Goal =
Swap "concrete block" for "cinder block" in the part that opens with the line containing "For sports analytics purposes, locate the wooden post" and closes with the line containing "[942,282,1055,396]". Give those lines again with everything else unchanged.

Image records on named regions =
◆ ◆ ◆

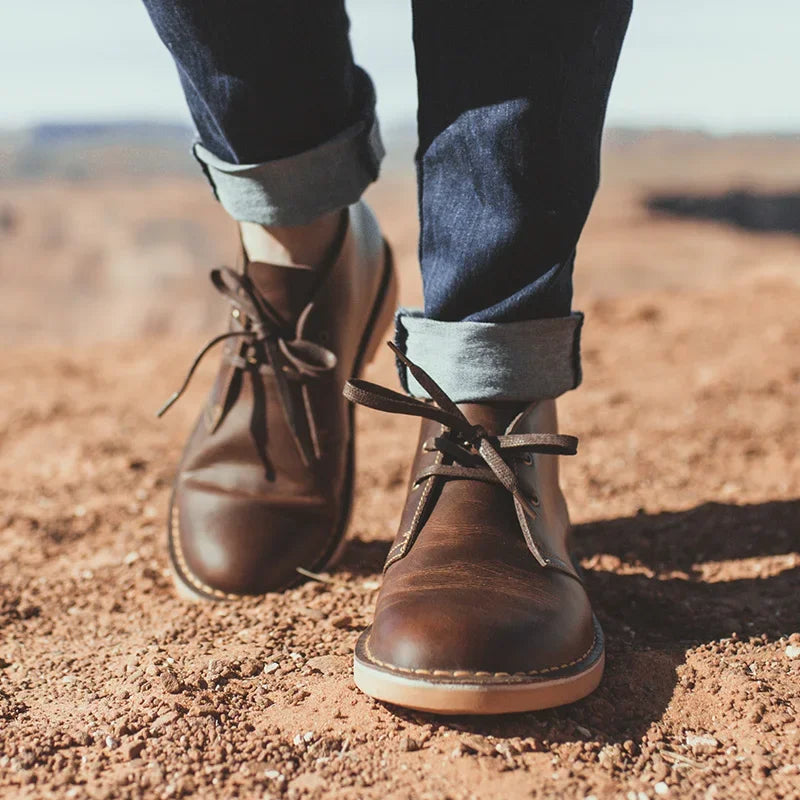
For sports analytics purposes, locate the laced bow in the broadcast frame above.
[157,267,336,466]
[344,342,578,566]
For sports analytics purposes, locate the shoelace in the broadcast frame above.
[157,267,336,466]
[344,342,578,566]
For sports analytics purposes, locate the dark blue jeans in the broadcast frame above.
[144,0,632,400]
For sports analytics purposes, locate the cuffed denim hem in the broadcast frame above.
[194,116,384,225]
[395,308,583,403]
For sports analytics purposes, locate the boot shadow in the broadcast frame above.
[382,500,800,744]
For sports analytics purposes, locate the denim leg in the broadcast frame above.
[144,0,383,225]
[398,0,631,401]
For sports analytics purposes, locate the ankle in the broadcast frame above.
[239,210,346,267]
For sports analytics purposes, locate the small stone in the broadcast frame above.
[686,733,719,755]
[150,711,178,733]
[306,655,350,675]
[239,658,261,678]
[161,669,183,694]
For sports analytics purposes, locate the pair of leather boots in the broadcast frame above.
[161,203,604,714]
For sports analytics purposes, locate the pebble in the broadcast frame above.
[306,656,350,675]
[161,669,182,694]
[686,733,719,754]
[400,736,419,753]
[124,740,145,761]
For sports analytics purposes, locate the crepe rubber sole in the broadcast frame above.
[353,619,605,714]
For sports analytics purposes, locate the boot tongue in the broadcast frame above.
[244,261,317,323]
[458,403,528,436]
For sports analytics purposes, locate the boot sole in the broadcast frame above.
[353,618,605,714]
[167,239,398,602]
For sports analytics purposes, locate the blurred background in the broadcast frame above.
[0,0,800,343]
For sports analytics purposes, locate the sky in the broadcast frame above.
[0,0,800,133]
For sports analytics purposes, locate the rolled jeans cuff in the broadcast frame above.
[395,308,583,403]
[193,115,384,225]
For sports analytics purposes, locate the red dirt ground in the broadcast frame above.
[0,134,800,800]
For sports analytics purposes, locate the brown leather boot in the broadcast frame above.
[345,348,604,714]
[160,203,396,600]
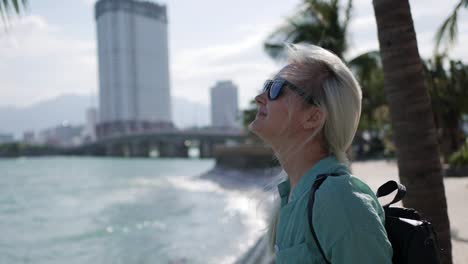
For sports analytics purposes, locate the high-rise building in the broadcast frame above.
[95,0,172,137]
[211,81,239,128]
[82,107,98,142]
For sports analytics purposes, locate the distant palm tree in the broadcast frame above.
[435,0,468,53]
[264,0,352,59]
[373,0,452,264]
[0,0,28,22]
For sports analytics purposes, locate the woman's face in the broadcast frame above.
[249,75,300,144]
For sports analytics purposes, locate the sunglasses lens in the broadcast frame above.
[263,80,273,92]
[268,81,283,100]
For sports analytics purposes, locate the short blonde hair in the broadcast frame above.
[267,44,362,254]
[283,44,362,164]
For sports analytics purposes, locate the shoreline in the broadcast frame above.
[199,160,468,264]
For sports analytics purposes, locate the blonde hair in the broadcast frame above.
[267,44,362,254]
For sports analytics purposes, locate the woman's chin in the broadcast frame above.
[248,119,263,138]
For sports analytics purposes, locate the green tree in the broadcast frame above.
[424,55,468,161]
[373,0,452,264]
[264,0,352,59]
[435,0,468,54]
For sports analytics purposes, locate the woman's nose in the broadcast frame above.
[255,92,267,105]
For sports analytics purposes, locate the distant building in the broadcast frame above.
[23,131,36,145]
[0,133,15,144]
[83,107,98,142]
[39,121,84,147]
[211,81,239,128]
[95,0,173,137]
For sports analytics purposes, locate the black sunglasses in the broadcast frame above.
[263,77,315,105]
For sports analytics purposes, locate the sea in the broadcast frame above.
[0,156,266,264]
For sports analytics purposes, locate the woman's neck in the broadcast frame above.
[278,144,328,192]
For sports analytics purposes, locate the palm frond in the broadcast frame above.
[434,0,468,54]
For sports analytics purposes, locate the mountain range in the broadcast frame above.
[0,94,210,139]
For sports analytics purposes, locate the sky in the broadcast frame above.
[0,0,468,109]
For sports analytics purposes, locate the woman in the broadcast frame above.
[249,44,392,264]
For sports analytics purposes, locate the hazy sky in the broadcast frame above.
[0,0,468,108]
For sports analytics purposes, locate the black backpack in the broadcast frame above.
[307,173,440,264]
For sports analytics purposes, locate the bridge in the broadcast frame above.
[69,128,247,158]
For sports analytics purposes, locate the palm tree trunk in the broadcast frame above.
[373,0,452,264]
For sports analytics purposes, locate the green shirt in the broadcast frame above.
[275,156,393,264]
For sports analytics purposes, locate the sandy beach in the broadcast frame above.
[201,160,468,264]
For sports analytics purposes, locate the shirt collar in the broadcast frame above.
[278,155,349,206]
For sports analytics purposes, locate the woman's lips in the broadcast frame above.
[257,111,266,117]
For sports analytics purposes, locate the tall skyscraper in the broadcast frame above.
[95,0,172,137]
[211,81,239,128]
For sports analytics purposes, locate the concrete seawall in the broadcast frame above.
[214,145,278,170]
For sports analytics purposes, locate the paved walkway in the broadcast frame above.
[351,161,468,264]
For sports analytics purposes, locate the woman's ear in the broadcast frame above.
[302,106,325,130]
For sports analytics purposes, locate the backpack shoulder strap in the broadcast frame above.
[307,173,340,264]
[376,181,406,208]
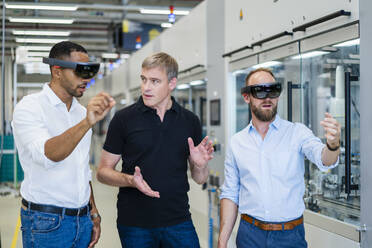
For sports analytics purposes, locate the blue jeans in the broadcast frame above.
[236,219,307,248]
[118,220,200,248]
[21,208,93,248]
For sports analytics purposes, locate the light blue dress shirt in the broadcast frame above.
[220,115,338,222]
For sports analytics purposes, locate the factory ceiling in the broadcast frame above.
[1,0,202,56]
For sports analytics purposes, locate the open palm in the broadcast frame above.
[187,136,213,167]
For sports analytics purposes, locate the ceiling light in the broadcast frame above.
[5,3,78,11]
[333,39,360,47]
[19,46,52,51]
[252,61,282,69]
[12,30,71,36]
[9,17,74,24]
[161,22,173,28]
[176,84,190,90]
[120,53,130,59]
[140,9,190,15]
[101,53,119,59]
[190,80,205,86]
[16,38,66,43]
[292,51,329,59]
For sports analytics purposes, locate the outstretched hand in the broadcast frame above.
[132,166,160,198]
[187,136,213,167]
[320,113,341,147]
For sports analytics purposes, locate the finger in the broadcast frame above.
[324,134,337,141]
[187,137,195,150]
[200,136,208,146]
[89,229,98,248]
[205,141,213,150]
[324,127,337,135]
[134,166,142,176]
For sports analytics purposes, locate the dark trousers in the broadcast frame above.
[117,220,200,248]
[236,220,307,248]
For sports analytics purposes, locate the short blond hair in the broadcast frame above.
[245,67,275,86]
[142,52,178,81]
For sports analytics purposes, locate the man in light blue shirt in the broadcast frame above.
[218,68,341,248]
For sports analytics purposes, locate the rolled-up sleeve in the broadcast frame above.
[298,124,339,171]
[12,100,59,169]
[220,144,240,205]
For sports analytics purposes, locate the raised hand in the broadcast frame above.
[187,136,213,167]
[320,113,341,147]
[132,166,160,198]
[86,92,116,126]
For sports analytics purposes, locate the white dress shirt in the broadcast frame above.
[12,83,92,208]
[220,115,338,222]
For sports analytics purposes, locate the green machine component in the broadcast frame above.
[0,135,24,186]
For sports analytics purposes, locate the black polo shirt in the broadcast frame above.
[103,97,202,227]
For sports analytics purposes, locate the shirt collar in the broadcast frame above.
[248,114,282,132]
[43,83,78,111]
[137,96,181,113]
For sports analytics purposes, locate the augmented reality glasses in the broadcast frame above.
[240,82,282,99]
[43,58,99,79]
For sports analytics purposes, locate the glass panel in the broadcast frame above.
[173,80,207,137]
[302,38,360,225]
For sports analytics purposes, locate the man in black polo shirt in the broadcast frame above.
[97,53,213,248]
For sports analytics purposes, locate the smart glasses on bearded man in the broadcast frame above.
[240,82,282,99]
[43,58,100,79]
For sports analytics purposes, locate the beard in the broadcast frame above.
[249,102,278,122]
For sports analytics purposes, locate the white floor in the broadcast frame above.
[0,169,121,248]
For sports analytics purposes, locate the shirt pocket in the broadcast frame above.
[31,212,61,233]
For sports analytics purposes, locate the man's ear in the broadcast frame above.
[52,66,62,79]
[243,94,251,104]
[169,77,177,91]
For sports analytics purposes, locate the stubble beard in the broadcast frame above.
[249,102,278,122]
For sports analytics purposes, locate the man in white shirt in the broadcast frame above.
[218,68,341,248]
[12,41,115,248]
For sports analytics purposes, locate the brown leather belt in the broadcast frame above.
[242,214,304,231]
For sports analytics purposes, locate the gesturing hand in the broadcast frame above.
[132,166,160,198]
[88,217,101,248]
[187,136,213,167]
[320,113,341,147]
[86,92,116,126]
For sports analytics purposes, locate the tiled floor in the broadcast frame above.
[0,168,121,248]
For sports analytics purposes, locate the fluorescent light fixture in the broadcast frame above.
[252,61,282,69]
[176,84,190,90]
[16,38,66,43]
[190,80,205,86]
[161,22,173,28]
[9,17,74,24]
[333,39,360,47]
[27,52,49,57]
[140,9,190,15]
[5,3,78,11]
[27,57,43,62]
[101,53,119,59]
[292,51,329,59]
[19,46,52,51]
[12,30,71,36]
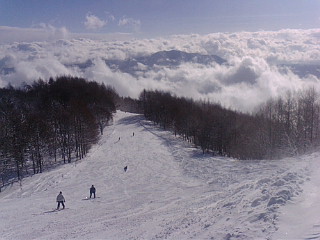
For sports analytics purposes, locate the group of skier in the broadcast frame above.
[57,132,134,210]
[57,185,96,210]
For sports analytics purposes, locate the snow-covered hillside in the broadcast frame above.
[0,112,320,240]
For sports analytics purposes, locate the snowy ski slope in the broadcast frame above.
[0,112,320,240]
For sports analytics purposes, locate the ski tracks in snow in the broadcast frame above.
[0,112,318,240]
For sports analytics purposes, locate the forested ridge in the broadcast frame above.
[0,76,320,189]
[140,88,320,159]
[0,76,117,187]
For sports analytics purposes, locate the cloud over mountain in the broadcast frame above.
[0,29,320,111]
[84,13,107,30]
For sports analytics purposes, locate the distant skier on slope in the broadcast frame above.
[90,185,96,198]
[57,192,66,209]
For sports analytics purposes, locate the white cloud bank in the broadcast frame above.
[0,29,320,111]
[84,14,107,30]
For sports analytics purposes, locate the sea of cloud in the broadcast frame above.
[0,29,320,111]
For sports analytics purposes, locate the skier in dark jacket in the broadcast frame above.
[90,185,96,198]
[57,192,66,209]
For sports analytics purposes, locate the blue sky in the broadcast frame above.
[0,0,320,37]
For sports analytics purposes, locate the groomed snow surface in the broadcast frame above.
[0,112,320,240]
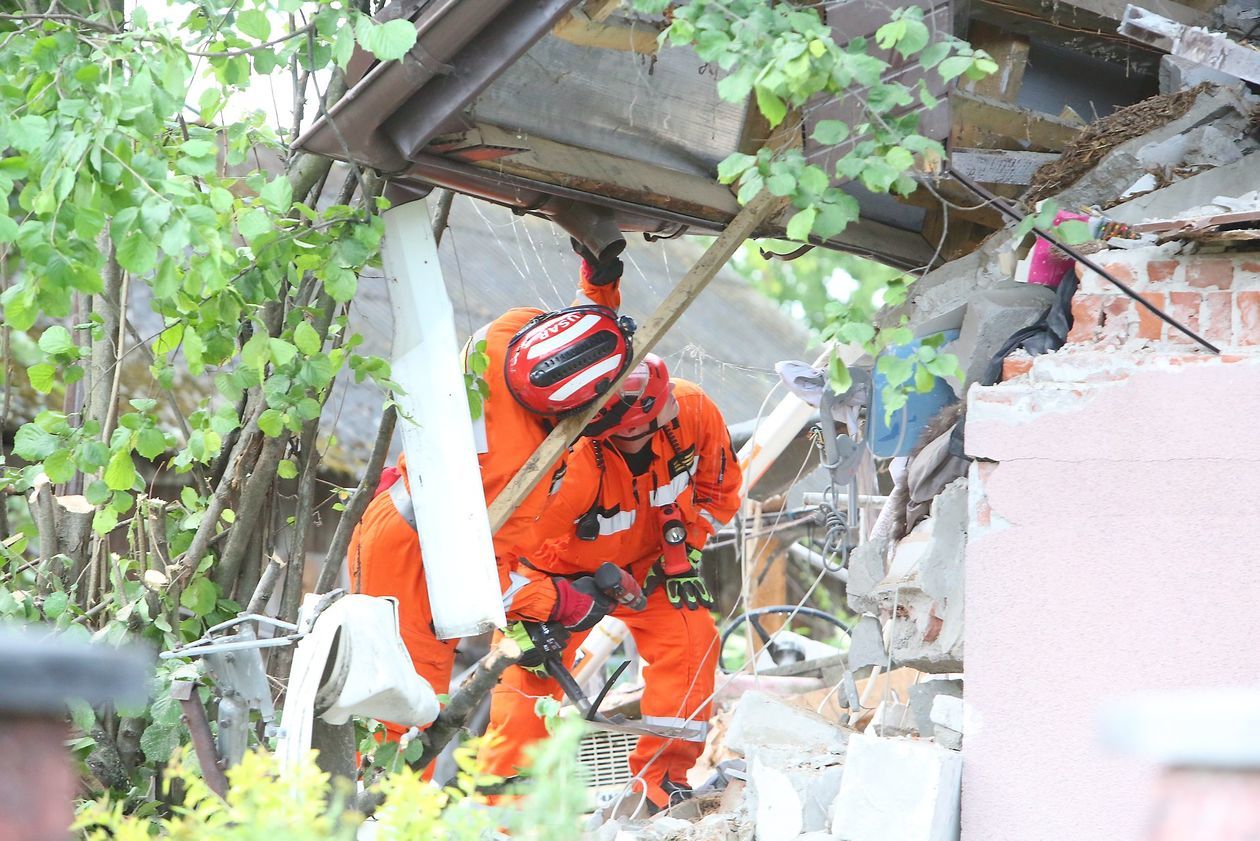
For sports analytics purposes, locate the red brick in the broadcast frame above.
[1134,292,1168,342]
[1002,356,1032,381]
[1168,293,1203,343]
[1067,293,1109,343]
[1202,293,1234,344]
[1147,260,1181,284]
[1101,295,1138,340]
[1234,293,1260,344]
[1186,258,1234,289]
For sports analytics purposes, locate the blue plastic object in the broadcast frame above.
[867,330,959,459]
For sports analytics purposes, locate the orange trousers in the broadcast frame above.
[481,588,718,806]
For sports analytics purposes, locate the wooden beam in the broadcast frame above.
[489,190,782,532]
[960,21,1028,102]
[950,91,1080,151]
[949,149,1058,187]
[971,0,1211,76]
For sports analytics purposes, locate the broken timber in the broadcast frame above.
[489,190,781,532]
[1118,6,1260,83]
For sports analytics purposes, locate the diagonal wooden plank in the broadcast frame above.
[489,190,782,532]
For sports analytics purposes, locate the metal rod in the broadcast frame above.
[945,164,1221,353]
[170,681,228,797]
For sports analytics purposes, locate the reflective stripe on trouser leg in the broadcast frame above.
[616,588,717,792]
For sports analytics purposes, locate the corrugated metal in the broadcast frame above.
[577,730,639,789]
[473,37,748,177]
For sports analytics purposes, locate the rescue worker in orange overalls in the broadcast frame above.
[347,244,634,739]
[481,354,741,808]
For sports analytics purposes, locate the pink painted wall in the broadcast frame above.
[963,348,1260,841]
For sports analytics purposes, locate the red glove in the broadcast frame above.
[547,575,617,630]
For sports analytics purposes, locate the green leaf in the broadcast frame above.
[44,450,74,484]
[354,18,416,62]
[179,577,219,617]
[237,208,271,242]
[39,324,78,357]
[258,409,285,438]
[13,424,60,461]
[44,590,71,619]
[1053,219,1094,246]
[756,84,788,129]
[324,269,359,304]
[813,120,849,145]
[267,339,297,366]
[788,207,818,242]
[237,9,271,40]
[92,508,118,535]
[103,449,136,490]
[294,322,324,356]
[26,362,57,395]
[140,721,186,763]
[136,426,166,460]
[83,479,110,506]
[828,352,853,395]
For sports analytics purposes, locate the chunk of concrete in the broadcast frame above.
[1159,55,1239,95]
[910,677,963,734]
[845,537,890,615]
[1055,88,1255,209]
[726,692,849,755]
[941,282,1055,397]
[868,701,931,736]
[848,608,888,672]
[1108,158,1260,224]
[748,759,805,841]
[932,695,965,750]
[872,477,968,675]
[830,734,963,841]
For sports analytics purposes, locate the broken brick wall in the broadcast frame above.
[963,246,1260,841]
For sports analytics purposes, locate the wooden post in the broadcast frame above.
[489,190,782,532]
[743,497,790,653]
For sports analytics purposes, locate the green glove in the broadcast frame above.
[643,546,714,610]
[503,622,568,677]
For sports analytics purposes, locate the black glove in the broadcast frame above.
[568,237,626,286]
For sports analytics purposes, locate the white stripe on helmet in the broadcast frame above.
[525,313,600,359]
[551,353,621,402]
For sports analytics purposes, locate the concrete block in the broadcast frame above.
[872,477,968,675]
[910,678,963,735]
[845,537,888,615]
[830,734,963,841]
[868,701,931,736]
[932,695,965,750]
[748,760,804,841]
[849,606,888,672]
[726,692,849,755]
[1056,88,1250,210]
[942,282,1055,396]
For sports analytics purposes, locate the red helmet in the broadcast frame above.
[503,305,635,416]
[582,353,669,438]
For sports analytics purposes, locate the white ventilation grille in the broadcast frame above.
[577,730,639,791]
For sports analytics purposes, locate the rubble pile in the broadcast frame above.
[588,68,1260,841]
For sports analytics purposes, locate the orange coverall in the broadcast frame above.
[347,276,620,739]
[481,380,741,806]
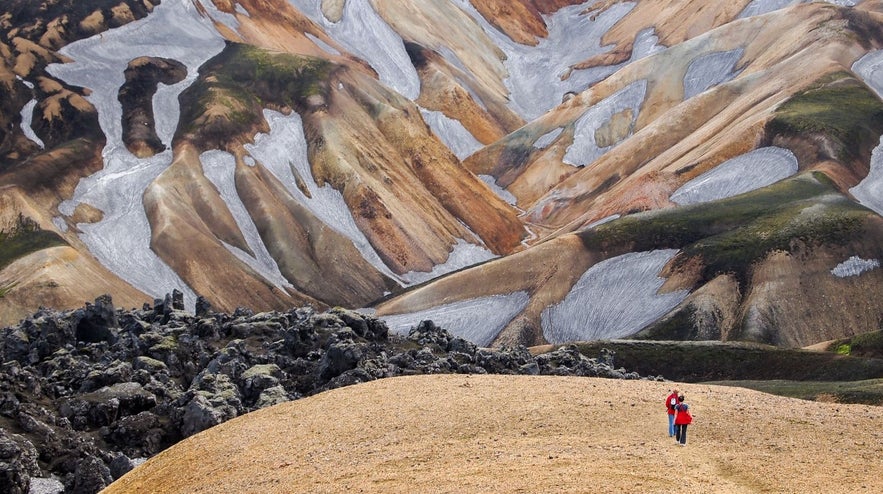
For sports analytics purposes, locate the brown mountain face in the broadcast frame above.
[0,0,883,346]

◆ ◆ ◆

Worked solution =
For sports analytics purposes, locate the wooden post in the broadcast frame above.
[489,190,782,532]
[743,497,790,653]
For sports analytics purposes, locate the green glove in the broadcast frame above.
[643,546,714,610]
[503,622,568,677]
For sports analytics purposes, locate the black glove in the broadcast frame above.
[568,237,626,286]
For sports analytics purposes, locate the white stripe on helmet in the broadcast frame above.
[525,313,600,359]
[551,353,621,402]
For sports analytics purposes, locate the cinder block in the broadcast frame above.
[872,477,968,675]
[910,678,963,735]
[845,537,888,615]
[830,734,963,841]
[868,701,931,736]
[932,695,965,750]
[748,760,804,841]
[849,606,888,672]
[726,692,849,755]
[1056,88,1250,210]
[942,282,1055,396]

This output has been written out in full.